## What is required
Output only the line that contains "of the young" and the lines after it, all verbatim, through the last one below.

## Recorded data
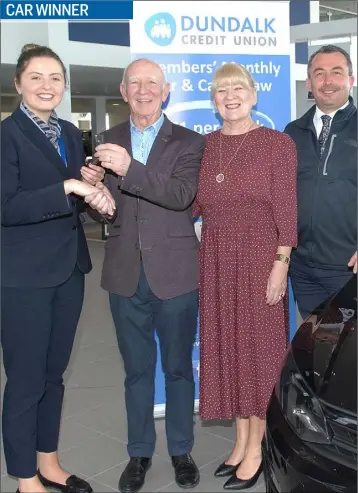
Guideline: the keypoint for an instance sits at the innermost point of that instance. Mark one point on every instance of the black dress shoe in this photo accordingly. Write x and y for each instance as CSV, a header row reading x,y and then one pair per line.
x,y
133,476
235,483
186,473
73,484
225,470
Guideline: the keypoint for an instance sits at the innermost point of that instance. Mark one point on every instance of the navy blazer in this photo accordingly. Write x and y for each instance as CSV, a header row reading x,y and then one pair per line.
x,y
42,238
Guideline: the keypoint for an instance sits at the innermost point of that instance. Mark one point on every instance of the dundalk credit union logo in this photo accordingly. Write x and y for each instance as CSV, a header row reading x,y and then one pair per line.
x,y
161,28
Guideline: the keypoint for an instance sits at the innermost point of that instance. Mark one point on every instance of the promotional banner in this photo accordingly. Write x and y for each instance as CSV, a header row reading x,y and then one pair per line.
x,y
190,40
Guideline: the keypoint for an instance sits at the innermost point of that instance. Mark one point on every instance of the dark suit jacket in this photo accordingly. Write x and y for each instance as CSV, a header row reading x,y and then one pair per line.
x,y
154,216
42,238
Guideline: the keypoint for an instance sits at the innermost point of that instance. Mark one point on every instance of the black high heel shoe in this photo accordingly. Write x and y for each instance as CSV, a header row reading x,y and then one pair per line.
x,y
225,470
235,483
73,484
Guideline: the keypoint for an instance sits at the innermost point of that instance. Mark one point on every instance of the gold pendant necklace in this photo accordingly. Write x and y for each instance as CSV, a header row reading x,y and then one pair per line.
x,y
220,177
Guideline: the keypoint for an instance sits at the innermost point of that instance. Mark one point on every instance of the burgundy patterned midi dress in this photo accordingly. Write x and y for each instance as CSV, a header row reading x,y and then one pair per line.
x,y
245,218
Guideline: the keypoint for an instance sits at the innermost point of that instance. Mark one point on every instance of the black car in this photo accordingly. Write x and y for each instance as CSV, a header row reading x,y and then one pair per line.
x,y
311,436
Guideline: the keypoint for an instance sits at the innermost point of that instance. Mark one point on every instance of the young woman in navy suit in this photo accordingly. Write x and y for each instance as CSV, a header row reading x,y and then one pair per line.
x,y
44,259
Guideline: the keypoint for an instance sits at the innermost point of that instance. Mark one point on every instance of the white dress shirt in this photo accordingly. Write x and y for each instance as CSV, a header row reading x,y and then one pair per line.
x,y
317,120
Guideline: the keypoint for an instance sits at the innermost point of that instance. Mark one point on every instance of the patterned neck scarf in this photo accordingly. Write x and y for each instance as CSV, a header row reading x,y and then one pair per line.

## Answer box
Guideline: the keypoint for an instance sits at the innermost point of that instance. Mark one point on every instance of the young woman in navy suit in this photo accordingly. Write x and y for each instance as CSV, a header row reading x,y and then one pair per line.
x,y
44,259
Guideline: the keypoint for an instance sits at the innermost point of that instance. Mark one point on every instance of the white dress shirt in this photo accordingly. Write x and y for each instance as CSV, a header row reading x,y and then one pair per line.
x,y
317,120
Guideline: the keypoint for an instance sits at the innermost point of that instance. Mark one point on every instance of the patterned neck scarf in this photo accordingly. Write x and y for each instance as CSV, a header row reading x,y and then one pair per line.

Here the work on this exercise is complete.